An exact reproduction of the records is required, with all pictures omitted.

── Data for review ──

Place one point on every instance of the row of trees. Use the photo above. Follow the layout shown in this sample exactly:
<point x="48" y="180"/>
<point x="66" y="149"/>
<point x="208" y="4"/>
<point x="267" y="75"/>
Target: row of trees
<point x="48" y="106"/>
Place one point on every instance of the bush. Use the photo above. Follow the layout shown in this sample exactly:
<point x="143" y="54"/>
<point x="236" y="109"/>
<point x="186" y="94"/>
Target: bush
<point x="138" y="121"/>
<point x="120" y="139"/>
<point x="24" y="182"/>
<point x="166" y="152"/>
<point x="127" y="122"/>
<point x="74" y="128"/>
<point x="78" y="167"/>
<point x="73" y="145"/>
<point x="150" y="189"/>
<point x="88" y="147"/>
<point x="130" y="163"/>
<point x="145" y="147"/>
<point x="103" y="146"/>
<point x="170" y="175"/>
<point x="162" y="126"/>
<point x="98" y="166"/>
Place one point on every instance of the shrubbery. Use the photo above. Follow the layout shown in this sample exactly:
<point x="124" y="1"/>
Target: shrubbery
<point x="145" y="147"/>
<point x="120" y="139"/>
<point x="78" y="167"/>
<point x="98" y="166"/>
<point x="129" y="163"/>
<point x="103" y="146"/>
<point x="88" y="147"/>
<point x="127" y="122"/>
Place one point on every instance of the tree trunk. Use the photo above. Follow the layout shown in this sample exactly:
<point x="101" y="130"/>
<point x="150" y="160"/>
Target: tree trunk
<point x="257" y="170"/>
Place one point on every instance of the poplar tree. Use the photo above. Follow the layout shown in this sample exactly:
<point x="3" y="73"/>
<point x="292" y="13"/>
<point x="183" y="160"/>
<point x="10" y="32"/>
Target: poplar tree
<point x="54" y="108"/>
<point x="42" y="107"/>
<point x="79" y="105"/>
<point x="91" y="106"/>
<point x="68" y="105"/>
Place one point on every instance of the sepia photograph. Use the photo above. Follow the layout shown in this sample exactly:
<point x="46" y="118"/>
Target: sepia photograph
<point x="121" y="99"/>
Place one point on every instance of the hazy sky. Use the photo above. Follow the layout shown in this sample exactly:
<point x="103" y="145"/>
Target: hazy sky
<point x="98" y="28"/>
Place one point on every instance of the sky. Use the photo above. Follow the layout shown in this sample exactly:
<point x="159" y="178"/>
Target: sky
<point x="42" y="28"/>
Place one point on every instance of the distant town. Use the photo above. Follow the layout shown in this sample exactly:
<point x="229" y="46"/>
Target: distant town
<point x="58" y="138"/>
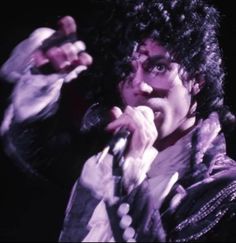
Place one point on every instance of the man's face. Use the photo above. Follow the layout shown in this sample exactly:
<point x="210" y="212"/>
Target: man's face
<point x="156" y="82"/>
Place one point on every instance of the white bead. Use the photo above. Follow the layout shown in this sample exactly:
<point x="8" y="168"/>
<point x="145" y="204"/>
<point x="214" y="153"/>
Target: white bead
<point x="125" y="221"/>
<point x="128" y="233"/>
<point x="131" y="240"/>
<point x="123" y="209"/>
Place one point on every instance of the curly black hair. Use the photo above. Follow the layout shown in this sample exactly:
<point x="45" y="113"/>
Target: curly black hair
<point x="187" y="28"/>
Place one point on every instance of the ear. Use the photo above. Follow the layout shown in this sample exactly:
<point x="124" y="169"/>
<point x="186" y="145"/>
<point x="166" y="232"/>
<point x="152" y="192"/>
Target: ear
<point x="197" y="86"/>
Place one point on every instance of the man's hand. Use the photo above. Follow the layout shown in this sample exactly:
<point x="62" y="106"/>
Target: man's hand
<point x="140" y="153"/>
<point x="46" y="52"/>
<point x="62" y="52"/>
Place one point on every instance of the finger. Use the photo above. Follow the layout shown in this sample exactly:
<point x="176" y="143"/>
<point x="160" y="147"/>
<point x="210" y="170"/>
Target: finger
<point x="67" y="25"/>
<point x="116" y="112"/>
<point x="74" y="74"/>
<point x="70" y="52"/>
<point x="57" y="58"/>
<point x="84" y="59"/>
<point x="146" y="111"/>
<point x="40" y="59"/>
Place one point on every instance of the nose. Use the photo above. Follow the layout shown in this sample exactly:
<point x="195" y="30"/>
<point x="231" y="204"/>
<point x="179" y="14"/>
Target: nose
<point x="138" y="81"/>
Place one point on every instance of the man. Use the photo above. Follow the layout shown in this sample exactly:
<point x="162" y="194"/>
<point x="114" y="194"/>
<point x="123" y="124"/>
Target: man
<point x="173" y="180"/>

───

Answer to this task:
Place one point on every instance of the row of trees. Use the photo above. Follow the layout shown in this sample exactly:
<point x="48" y="180"/>
<point x="66" y="149"/>
<point x="208" y="4"/>
<point x="267" y="75"/>
Target: row of trees
<point x="48" y="106"/>
Place one point on every instance of the bush. Use the photo above. Follow the layout shown in this sample exactly:
<point x="143" y="54"/>
<point x="236" y="109"/>
<point x="186" y="94"/>
Target: bush
<point x="138" y="121"/>
<point x="120" y="139"/>
<point x="24" y="182"/>
<point x="166" y="152"/>
<point x="127" y="122"/>
<point x="74" y="128"/>
<point x="78" y="167"/>
<point x="73" y="145"/>
<point x="150" y="189"/>
<point x="88" y="147"/>
<point x="130" y="163"/>
<point x="145" y="147"/>
<point x="103" y="146"/>
<point x="170" y="175"/>
<point x="162" y="126"/>
<point x="98" y="166"/>
Place one point on every instance of the shrubbery. Use the photo above. Follow the layout shown in this sample exactly:
<point x="124" y="1"/>
Target: shrubbery
<point x="145" y="147"/>
<point x="120" y="139"/>
<point x="78" y="167"/>
<point x="98" y="166"/>
<point x="129" y="163"/>
<point x="103" y="146"/>
<point x="88" y="147"/>
<point x="127" y="122"/>
Place one point on every instance of the tree trunk. Use the photo above. Follow the layout shown in this sample exactly:
<point x="101" y="130"/>
<point x="150" y="160"/>
Target: tree trunk
<point x="257" y="170"/>
Place one point on every instance of the poplar tree. Use the photo above. Follow the layout shown in this sample exactly:
<point x="3" y="73"/>
<point x="292" y="13"/>
<point x="183" y="160"/>
<point x="10" y="32"/>
Target: poplar tree
<point x="54" y="108"/>
<point x="42" y="107"/>
<point x="79" y="105"/>
<point x="91" y="106"/>
<point x="68" y="105"/>
Place one point on every instance of the sepia photograph. Use the photo above. Follow the layout shown in this sample exactly:
<point x="46" y="118"/>
Target: sepia photograph
<point x="121" y="99"/>
Place one point on every instance of the hazy sky. Use the photo above. Follow the layout shown in this sample exactly:
<point x="103" y="145"/>
Target: hazy sky
<point x="98" y="28"/>
Place one point on every instance of the sky. Use the photo above. Follow the layout shown in this sample exactly:
<point x="159" y="178"/>
Target: sky
<point x="42" y="28"/>
Place one point on every instance of the distant town. Use the photo above. Follow the layout shown in this sample exactly:
<point x="229" y="46"/>
Target: distant town
<point x="58" y="138"/>
Place one point on every instance of the man's face. Use the photo above. Follow the layout shown in this sample exactly:
<point x="210" y="212"/>
Target: man's face
<point x="156" y="82"/>
Place one point on every instance of the white bead. Use the photo above. Follow the layout shown in this sample exactly:
<point x="8" y="168"/>
<point x="145" y="204"/>
<point x="214" y="153"/>
Target: white bead
<point x="125" y="221"/>
<point x="128" y="233"/>
<point x="131" y="240"/>
<point x="123" y="209"/>
Place one point on every instance of the curly black hair. Use the photo above. Follow the layout shown in this sample exactly:
<point x="45" y="113"/>
Target: curly black hair
<point x="187" y="28"/>
Place one point on every instance of the ear. Use the photo above. Follow the layout shown in this sample exactly:
<point x="124" y="169"/>
<point x="186" y="145"/>
<point x="166" y="232"/>
<point x="152" y="192"/>
Target: ear
<point x="197" y="86"/>
Place one point on every instance of the man's hand. Use the photo above. Follow the layout shown in this sample exactly:
<point x="62" y="106"/>
Target: man's hand
<point x="140" y="153"/>
<point x="46" y="52"/>
<point x="62" y="52"/>
Place one point on every instance of the finger. Use the photo above. Follow the layout shown in this sample exactly:
<point x="176" y="143"/>
<point x="160" y="147"/>
<point x="210" y="170"/>
Target: finger
<point x="67" y="25"/>
<point x="116" y="112"/>
<point x="74" y="74"/>
<point x="70" y="52"/>
<point x="57" y="58"/>
<point x="84" y="59"/>
<point x="146" y="111"/>
<point x="40" y="59"/>
Place one point on every instance of the nose. Use the photo above. Follow the layout shown in this sample exactly:
<point x="195" y="30"/>
<point x="231" y="204"/>
<point x="179" y="14"/>
Target: nose
<point x="138" y="81"/>
Place one point on every instance of the man. Use the photo above. Follow the layout shown in this sample exactly:
<point x="162" y="194"/>
<point x="114" y="194"/>
<point x="123" y="124"/>
Target: man
<point x="173" y="180"/>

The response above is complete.